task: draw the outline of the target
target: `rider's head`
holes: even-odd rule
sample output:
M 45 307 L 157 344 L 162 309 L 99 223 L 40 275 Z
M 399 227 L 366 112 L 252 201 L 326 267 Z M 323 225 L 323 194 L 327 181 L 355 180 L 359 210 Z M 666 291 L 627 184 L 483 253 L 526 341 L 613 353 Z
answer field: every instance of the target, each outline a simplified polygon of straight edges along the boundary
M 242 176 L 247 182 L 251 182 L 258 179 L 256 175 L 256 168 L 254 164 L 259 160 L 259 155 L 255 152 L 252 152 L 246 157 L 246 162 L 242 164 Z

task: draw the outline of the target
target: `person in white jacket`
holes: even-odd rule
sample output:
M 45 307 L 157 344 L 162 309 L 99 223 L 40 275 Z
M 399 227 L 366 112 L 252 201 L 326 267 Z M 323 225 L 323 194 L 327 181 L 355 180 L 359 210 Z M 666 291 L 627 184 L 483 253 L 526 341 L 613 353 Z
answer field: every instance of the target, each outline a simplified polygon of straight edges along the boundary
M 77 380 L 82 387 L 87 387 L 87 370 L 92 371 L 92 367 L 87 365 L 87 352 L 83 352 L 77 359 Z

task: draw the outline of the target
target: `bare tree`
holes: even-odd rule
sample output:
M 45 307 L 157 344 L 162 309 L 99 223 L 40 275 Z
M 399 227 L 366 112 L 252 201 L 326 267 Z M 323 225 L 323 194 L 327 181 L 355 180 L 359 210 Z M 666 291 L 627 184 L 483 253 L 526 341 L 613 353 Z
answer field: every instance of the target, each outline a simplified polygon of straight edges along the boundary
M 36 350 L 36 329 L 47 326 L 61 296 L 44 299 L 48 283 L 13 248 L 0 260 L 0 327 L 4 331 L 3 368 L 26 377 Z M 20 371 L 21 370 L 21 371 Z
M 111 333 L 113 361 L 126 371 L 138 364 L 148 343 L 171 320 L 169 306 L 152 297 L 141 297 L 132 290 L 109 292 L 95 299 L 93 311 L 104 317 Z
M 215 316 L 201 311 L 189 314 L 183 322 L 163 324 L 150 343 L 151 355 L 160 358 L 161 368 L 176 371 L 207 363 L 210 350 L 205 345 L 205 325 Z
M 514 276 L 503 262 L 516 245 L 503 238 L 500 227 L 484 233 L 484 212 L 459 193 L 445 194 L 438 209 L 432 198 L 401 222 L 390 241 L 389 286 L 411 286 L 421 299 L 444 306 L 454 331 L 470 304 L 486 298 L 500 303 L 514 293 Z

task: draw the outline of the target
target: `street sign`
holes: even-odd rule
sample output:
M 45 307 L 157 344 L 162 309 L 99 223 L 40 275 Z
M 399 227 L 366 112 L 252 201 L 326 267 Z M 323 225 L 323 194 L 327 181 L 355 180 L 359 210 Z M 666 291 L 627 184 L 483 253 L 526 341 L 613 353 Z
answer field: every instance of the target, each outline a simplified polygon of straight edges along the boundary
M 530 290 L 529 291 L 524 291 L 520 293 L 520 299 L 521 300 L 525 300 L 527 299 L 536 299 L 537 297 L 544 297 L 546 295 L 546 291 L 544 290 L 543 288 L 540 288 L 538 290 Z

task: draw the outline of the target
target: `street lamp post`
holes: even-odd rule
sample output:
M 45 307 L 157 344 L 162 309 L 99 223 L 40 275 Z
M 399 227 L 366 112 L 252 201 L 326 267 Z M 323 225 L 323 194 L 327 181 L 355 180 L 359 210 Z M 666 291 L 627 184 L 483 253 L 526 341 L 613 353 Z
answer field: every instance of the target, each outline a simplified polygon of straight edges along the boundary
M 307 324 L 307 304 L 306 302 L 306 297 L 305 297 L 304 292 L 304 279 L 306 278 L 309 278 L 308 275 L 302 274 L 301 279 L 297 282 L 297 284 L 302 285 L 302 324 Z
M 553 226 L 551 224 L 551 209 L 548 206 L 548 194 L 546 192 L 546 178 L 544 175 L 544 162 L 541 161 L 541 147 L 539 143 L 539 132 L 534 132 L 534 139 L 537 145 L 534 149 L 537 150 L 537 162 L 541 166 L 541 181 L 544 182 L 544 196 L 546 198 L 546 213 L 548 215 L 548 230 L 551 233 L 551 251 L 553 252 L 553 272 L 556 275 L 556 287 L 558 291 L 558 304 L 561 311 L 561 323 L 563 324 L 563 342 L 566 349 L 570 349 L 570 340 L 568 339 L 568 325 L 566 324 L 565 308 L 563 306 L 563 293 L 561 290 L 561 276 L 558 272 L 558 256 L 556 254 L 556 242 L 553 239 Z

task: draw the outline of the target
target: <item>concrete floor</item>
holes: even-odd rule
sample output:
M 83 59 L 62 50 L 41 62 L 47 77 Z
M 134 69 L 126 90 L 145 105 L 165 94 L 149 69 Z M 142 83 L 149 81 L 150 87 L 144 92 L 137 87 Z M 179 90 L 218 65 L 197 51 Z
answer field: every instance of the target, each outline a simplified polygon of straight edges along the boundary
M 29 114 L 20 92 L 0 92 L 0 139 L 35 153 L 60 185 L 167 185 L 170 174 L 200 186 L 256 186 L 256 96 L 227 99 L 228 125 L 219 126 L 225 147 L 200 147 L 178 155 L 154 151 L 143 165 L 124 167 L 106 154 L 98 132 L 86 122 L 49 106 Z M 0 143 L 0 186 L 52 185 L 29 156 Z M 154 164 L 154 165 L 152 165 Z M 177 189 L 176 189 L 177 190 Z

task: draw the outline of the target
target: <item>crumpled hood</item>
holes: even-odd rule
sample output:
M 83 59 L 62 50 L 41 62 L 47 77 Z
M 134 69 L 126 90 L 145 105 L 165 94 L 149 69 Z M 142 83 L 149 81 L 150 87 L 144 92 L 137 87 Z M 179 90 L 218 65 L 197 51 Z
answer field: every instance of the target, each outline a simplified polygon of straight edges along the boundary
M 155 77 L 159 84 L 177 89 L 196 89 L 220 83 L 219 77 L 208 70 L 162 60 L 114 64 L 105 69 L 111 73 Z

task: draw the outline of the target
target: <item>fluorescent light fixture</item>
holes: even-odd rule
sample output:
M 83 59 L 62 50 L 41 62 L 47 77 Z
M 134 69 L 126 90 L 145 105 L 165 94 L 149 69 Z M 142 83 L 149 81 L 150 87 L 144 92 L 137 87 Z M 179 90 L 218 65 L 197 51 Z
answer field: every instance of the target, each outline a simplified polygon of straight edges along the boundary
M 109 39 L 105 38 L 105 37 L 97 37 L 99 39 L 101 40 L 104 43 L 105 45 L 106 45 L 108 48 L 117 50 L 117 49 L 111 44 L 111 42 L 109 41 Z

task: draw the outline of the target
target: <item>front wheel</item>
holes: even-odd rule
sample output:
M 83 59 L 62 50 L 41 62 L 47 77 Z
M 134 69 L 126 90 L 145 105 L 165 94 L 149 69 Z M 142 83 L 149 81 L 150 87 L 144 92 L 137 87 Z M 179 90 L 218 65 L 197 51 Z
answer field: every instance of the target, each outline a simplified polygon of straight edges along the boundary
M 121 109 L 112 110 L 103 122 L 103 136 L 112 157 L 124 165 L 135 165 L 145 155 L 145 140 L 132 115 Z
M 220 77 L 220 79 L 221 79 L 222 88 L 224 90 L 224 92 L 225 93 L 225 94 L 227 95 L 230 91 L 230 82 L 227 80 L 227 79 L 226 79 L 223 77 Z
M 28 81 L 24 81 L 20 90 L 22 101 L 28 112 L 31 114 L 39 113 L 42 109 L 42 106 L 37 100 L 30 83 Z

══════

## AIM OF THE EXERCISE
Render everything from the start of the records above down to the line containing "M 77 380 L 82" as a JSON list of strings, one string per line, leaving out blank lines.

## WRITTEN REPLY
[
  "task: draw the outline of the target",
  "target: `rider's head`",
  "holes: even-odd rule",
  "sample output:",
  "M 45 307 L 157 344 L 162 309 L 99 223 L 40 275 Z",
  "M 399 227 L 366 112 L 252 201 L 326 267 Z M 323 225 L 323 194 L 327 181 L 355 180 L 359 210 Z M 666 291 L 627 184 L 483 253 L 526 341 L 613 353 Z",
  "answer field: every instance of the target, each outline a simplified polygon of straight edges along the boundary",
  "M 242 176 L 247 182 L 251 182 L 258 179 L 256 175 L 256 168 L 254 164 L 259 160 L 259 155 L 255 152 L 252 152 L 246 157 L 246 162 L 242 164 Z",
  "task: draw the outline of the target",
  "target: `person in white jacket`",
  "holes: even-odd rule",
  "sample output:",
  "M 45 307 L 157 344 L 162 309 L 99 223 L 40 275 Z",
  "M 399 227 L 366 112 L 252 201 L 326 267 Z M 323 225 L 323 194 L 327 181 L 355 180 L 359 210 Z M 666 291 L 627 184 L 483 253 L 526 341 L 613 353 Z",
  "answer field: every instance of the target, each outline a simplified polygon of straight edges along the boundary",
  "M 77 380 L 82 387 L 87 387 L 87 370 L 92 371 L 92 367 L 87 365 L 87 352 L 83 352 L 77 359 Z"
]